Extracted text:
<<<<

The Spotification of Podcasting and How We Save New Sounds

By: Briana Johnson | Date: July 19, 2021 | Tags: Author Post
The Spotification of Podcasting and How We Save New Sounds

This is a guest post by Jeremy Morris , co-editor alongside Eric Hoyt, of Saving New Sounds: Podcast Preservation and Historiography . He is Associate Professor of Media and Cultural Studies at the University of Wisconsin-Madison. Follow him on Twitter, @jerdotcom . This volume is available for open access online reading and for purchase in paperback.

A few years ago, most podcast listeners would have associated podcasting with Apple – the company that introduced the iconic iPod from which podcasting, in part, gets its name. But Spotify is quickly displacing the computer giant when it comes to this emerging media format. Since 2017, the Swedish music streaming service has been not-so-quietly acquiring podcast-related companies (e.g., Anchor. FM, an app for making podcasts; Megaphone.fm, a podcasting ad and hosting company; etc.) and brokering licensing agreements to exclusively host popular podcasts on their platform, such as the multi-million dollar deals made with The Joe Rogan Experience , Call Her Daddy , Marvel podcasts, The Michelle Obama Podcast and more. You can’t listen to or find these exclusive shows unless you are doing so through Spotify. To underscore the importance of these exclusive shows for Spotify, 3 of the top 5 most streamed podcasts are Spotify exclusives. As Nick Quah noted in his weekly Hot Pod Newsletter a few weeks ago, Joe Rogan’s show, the #1 podcast, is so big it’s a category unto itself in Spotify’s platform (True Crime, Educational, Sports, Joe Rogan , Video Games, …).

>>>>

Stored records:
<<<<

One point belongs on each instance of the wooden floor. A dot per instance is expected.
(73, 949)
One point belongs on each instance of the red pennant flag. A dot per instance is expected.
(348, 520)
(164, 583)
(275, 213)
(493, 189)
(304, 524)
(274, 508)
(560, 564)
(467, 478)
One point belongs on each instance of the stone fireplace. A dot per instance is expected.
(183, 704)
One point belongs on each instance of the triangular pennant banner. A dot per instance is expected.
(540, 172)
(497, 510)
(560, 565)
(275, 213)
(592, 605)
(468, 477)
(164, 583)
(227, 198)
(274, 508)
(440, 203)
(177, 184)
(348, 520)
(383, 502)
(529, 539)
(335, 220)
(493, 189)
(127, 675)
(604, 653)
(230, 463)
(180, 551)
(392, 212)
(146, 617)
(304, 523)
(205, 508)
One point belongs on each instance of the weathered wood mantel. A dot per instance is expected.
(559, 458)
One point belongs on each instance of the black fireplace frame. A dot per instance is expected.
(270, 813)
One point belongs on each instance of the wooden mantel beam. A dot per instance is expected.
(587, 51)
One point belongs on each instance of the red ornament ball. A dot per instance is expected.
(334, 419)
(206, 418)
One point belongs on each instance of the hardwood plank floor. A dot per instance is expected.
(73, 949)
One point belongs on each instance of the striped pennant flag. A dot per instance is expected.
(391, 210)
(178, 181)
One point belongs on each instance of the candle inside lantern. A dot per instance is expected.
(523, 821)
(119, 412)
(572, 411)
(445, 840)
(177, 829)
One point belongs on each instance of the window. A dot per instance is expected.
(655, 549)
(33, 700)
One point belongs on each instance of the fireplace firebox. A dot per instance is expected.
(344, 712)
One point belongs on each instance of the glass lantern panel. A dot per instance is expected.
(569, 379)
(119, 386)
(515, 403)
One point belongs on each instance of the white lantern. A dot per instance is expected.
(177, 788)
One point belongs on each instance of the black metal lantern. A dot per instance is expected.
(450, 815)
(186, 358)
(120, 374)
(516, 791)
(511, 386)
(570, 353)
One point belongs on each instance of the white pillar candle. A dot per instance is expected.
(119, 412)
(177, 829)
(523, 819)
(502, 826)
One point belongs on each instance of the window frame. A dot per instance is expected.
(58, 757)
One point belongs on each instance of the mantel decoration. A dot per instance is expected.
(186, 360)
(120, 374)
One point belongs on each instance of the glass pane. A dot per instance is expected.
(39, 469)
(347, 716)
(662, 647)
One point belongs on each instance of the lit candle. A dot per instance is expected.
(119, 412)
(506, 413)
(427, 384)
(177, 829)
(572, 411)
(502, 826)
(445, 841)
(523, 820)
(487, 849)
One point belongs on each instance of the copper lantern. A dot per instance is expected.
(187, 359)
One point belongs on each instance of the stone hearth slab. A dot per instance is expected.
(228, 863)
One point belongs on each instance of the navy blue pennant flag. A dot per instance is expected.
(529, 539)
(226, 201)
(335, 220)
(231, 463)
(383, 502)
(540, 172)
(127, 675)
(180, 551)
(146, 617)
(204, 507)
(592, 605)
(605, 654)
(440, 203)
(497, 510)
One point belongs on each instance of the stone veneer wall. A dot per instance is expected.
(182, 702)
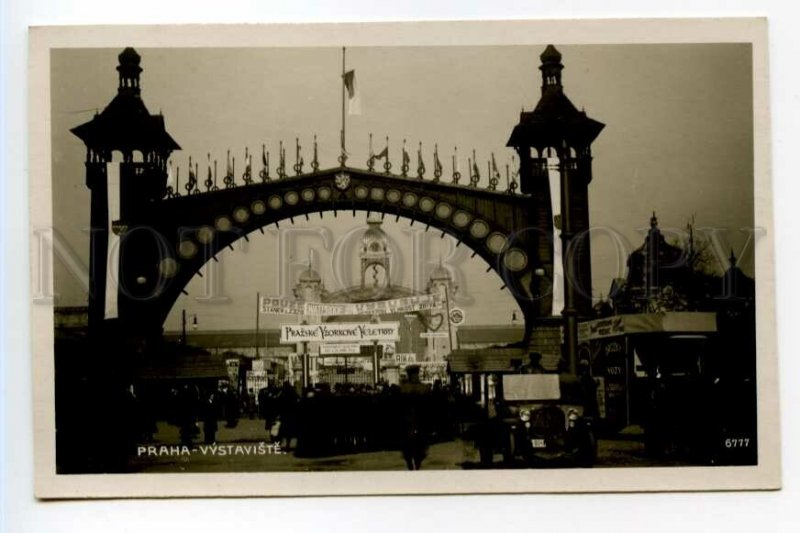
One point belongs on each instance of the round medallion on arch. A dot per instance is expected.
(223, 223)
(187, 249)
(205, 234)
(409, 199)
(361, 192)
(496, 242)
(444, 210)
(291, 197)
(168, 267)
(241, 215)
(461, 219)
(258, 207)
(427, 204)
(515, 259)
(479, 229)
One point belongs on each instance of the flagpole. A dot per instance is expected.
(343, 88)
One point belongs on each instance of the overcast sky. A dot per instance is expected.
(678, 141)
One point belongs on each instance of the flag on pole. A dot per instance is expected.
(353, 99)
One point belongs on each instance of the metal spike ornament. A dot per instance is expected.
(247, 176)
(371, 159)
(315, 161)
(475, 174)
(168, 190)
(420, 163)
(437, 165)
(209, 177)
(215, 188)
(387, 165)
(298, 165)
(456, 173)
(406, 160)
(177, 181)
(192, 181)
(264, 172)
(281, 170)
(494, 175)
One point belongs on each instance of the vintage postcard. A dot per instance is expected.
(411, 258)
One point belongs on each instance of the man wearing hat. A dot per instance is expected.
(414, 402)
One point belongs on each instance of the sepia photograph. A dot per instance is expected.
(501, 265)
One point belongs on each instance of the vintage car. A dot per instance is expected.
(540, 420)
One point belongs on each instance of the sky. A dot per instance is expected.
(678, 141)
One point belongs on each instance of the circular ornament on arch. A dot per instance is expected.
(291, 197)
(258, 207)
(479, 229)
(241, 215)
(427, 204)
(187, 249)
(515, 260)
(461, 219)
(409, 199)
(223, 223)
(168, 267)
(444, 210)
(496, 242)
(361, 192)
(205, 234)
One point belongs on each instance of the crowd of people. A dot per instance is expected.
(317, 421)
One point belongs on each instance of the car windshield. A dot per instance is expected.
(541, 387)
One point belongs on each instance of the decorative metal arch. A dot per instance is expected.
(165, 245)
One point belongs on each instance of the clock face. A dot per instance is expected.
(377, 276)
(342, 181)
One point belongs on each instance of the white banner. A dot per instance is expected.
(409, 304)
(342, 332)
(336, 349)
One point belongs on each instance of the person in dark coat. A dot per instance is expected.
(415, 405)
(210, 414)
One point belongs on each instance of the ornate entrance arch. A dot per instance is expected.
(166, 236)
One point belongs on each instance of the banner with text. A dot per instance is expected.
(344, 332)
(408, 304)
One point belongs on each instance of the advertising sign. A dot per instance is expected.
(408, 304)
(347, 332)
(339, 348)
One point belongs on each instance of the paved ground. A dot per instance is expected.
(246, 448)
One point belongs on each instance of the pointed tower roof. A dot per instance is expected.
(555, 118)
(126, 124)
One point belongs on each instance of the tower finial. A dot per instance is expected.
(129, 71)
(551, 68)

>>>>

Brief: Reproduce the passage of the podcasting post from "By: Briana Johnson" up to and including "purchase in paperback.".

Output for this exercise:
By: Briana Johnson | Date: July 19, 2021 | Tags: Author Post
The Spotification of Podcasting and How We Save New Sounds

This is a guest post by Jeremy Morris , co-editor alongside Eric Hoyt, of Saving New Sounds: Podcast Preservation and Historiography . He is Associate Professor of Media and Cultural Studies at the University of Wisconsin-Madison. Follow him on Twitter, @jerdotcom . This volume is available for open access online reading and for purchase in paperback.